Verilen metin:
---*---

Yükseköğrenim hakkının kullanımının sınırlarının kanunla belirlenmesini de iptal ettiğine göre, bu hakkın kullanımı keyfi uygulamalara kalıyor...
10 ve 42. maddelerdeki değişikliklerin laiklik ile ilgilerini anlamak çok zor..
Yukarıda maddelerin eski ve yeni halleri mevcut..
Yapılan değişiklik ya da eklemeler sadece koyu yazılan bölümler.
Bu haliyle yapılan değişikliklerin laiklikle ve anayasanın değiştirilemez maddeleri ile irtibatlandırılabilecek cümleler olarak mı görüldüğü kamu vicdanında ciddi olarak sorgulanacaktır...
Anayasa mahkemesinin bilindiği gibi meclisin yasama görevini nasıl denetleyeceğine ilişkin kanunlar da açıkça yazılı..
Bu 148. madde de açıkça belirtiliyor.148. madde şöyle
"Anayasa Mahkemesi, kanunların, kanun hükmünde kararnamelerin ve Türkiye Büyük Millet Meclisi İçtüzüğünün Anayasa’ya şekil ve esas bakımlarından uygunluğunu denetler. Anayasa değişikliklerini ise sadece şekil bakımından inceler ve denetler . Ancak, olağanüstü hallerde, sıkıyönetim ve savaş hallerinde çıkarılan kanun hükmünde kararnamelerin şekil ve esas bakımından Anayasa’ya aykırılığı iddiasıyla, Anayasa Mahkemesi’nde dava açılamaz.

---*---

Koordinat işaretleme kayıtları
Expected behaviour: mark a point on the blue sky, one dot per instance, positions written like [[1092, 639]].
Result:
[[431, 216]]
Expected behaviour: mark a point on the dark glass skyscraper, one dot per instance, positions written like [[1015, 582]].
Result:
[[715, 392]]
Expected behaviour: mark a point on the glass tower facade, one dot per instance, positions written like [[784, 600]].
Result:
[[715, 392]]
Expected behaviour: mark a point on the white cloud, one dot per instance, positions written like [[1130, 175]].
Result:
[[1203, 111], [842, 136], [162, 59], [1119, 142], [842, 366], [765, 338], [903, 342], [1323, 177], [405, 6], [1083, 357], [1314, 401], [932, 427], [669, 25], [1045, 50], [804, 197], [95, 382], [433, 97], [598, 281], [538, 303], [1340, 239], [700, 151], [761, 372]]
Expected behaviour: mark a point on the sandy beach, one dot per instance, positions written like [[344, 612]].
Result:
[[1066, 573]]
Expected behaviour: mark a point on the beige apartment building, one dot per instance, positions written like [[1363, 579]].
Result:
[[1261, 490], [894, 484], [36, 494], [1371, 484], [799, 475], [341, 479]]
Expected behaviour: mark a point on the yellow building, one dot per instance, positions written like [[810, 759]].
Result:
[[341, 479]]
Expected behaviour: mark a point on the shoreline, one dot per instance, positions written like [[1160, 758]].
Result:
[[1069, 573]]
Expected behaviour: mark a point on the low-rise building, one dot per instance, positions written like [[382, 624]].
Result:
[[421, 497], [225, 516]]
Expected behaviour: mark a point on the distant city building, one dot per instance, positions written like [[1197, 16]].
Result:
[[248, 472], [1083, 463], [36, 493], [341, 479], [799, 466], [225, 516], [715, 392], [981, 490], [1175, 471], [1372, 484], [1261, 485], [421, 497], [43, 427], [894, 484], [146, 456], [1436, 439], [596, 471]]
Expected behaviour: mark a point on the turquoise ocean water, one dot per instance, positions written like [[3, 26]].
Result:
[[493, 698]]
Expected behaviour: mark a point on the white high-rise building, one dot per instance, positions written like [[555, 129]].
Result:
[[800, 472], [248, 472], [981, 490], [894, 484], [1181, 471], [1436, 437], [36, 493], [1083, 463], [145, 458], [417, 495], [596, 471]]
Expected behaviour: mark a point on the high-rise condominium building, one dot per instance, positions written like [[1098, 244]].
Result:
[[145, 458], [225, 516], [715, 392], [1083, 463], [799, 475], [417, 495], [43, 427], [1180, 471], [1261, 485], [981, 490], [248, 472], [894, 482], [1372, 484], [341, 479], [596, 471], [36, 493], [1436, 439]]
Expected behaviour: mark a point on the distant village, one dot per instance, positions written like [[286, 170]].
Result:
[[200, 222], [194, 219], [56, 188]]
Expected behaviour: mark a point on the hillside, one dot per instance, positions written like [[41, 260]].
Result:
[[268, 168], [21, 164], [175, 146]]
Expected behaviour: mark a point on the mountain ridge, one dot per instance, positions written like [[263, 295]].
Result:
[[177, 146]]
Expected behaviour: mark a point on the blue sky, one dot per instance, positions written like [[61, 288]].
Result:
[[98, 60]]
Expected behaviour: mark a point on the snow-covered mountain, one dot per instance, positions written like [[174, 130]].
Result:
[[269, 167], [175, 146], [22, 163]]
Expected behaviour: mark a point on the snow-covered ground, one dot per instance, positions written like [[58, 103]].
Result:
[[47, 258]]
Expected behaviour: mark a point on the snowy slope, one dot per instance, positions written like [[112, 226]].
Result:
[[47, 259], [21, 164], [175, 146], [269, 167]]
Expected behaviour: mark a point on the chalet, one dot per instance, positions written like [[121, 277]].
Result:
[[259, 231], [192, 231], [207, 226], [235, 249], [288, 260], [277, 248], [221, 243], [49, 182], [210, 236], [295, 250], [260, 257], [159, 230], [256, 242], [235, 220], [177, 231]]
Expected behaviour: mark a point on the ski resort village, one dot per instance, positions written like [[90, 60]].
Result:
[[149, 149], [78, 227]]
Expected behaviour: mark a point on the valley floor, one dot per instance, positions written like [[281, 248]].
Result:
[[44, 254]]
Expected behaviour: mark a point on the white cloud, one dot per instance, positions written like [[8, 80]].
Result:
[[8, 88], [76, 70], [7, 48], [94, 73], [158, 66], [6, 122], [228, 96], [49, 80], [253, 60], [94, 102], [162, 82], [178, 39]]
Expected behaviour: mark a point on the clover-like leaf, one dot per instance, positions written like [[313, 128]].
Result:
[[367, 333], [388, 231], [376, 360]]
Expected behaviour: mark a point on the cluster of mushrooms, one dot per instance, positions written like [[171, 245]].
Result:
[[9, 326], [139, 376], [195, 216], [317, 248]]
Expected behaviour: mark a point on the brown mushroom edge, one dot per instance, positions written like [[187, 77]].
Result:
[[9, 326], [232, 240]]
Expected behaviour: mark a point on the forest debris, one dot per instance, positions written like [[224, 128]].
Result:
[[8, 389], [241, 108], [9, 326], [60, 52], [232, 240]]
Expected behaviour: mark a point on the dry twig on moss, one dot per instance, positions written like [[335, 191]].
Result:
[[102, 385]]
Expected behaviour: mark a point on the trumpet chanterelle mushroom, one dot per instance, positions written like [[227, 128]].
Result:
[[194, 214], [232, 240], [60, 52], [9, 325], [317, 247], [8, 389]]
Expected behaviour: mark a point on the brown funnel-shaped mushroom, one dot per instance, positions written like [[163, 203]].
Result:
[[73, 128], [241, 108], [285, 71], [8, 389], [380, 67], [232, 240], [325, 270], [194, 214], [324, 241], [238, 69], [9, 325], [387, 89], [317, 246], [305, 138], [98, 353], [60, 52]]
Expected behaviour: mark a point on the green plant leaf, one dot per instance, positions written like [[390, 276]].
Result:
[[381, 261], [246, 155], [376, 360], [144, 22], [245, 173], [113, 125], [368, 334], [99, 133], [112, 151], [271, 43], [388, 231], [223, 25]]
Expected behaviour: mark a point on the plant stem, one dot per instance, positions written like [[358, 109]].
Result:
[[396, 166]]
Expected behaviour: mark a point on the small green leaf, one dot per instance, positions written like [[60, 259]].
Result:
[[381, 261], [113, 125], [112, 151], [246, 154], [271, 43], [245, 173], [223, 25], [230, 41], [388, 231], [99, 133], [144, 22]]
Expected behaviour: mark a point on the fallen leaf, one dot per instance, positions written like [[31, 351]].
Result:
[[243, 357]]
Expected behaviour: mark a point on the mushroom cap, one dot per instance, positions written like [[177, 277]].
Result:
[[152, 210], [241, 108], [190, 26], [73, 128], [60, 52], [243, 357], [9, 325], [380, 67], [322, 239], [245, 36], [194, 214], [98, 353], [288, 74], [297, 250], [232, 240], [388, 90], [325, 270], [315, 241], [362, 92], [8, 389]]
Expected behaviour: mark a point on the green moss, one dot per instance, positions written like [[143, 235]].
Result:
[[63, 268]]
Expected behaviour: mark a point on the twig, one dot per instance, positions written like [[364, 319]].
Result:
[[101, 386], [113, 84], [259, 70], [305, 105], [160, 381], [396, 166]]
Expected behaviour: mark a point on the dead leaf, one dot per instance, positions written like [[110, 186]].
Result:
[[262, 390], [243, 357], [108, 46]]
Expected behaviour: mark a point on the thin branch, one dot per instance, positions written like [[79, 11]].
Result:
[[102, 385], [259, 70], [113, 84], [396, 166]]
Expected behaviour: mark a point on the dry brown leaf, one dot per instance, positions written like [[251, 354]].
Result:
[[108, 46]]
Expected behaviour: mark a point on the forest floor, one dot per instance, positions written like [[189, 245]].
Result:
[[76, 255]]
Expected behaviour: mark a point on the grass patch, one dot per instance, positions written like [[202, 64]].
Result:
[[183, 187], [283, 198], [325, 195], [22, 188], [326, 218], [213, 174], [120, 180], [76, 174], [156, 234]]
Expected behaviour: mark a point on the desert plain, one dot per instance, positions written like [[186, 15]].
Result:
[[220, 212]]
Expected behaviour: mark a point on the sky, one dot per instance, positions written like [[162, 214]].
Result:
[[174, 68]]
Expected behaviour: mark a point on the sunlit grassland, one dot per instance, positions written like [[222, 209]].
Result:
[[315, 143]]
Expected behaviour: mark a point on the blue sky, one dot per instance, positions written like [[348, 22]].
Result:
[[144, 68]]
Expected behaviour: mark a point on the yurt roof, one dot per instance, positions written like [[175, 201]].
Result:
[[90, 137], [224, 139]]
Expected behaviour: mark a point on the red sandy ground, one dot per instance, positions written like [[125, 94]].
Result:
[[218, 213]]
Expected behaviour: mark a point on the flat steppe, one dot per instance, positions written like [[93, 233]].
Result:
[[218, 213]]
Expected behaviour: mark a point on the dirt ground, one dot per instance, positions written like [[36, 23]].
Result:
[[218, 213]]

---*---

Yapılacak işler:
1 - Listede "Expected behaviour: mark a point on the desert" ifadesini içeren satırla açılıp "[[90, 137], [224, 139]]" ifadesini içeren satırla kapanan kısmı, "mark a point" yerine "place a dot" gelecek biçimde düzenle. Yalnızca bu satırları ver, geri kalan hiçbir şeyi değiştirme.
2 - Anayasa değişiklikleri ve Anayasa Mahkemesi'nin denetim yetkisi üzerine yazılmış metni kaldığı yerden sürdür.

Yanıtlar:
1 -
Expected behaviour: place a dot on the desert plain, one dot per instance, positions written like [[186, 15]].
Result:
[[220, 212]]
Expected behaviour: place a dot on the sky, one dot per instance, positions written like [[162, 214]].
Result:
[[174, 68]]
Expected behaviour: place a dot on the sunlit grassland, one dot per instance, positions written like [[222, 209]].
Result:
[[315, 143]]
Expected behaviour: place a dot on the blue sky, one dot per instance, positions written like [[348, 22]].
Result:
[[144, 68]]
Expected behaviour: place a dot on the yurt roof, one dot per instance, positions written like [[175, 201]].
Result:
[[90, 137], [224, 139]]

2 -
Kanunların şekil bakımından denetlenmesi, son oylamanın, öngörülen çoğunlukla yapılıp yapılmadığı, Anayasa değişikliklerinde ise, teklif ve oylama çoğunluğuna ve ivedilikle görüşülemeyeceği şartına uyulup uyulmadığı hususları ile sınırlıdır. Şekil bakımından denetleme, Cumhurbaşkanınca veya Türkiye Büyük Millet Meclisi üyelerinin beşte biri tarafından istenebilir. Kanunun yayımlandığı tarihten itibaren on gün geçtikten sonra, şekil bozukluğuna dayalı iptal davası açılamaz, defi yoluyla da ileri sürülemez.
Anayasa Mahkemesi Cumhurbaşkanını, Bakanlar Kurulu üyelerini, Anayasa Mahkemesi, Yargıtay, Danıştay, Askeri Yargıtay, Askeri Yüksek İdare Mahkemesi Başkan ve üyelerini, Başsavcılarını, Cumhuriyet Başsavcıvekilini, Hakimler ve Savcılar Yüksek Kurulu ve Sayıştay Başkan ve üyelerini görevleriyle ilgili suçlardan dolayı Yüce Divan sıfatıyla yargılar. Yüce Divanda, savcılık görevini Cumhuriyet Başsavcısı veya Cumhuriyet Başsavcıvekili yapar. Yüce Divan kararları kesindir. Anayasa Mahkemesi, Anayasa ile verilen diğer görevleri de yerine getirir."
Kanundaki koyu renkle yazılan bölümlere dikkat ettiğimizde, Anayasa mahkemesinin TBMM yani yasama organı tarafından üretilen anayasa değişikliklerini içerik olarak değil, sadece şekil olarak denetleyebilir..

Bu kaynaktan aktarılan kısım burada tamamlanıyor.